> PROBLEM TO WORK ON
In your copy, reproduce each entry exactly and leave out the pictures.
Segment Start: EXERCISE MATERIAL
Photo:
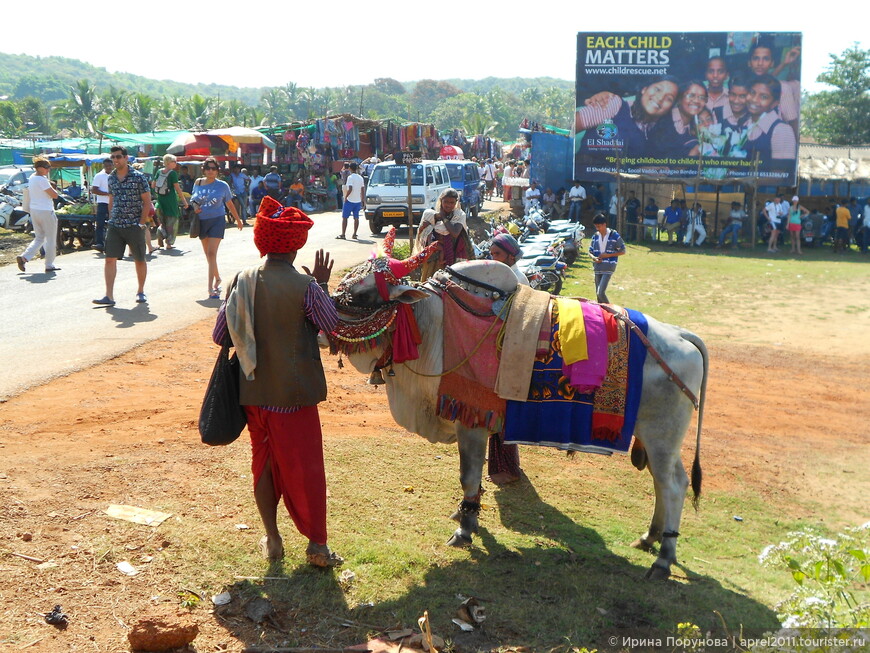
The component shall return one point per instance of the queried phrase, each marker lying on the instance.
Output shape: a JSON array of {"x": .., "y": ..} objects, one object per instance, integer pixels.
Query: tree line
[{"x": 489, "y": 107}]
Segment End: EXERCISE MATERIAL
> WRITTEN SOLUTION
Photo:
The component shall return one point per instance of the queried phrase, each marker lying on the instance.
Output shape: a JSON array of {"x": .., "y": ..} objects, one object per instance, integer pixels.
Query: tree line
[{"x": 489, "y": 107}]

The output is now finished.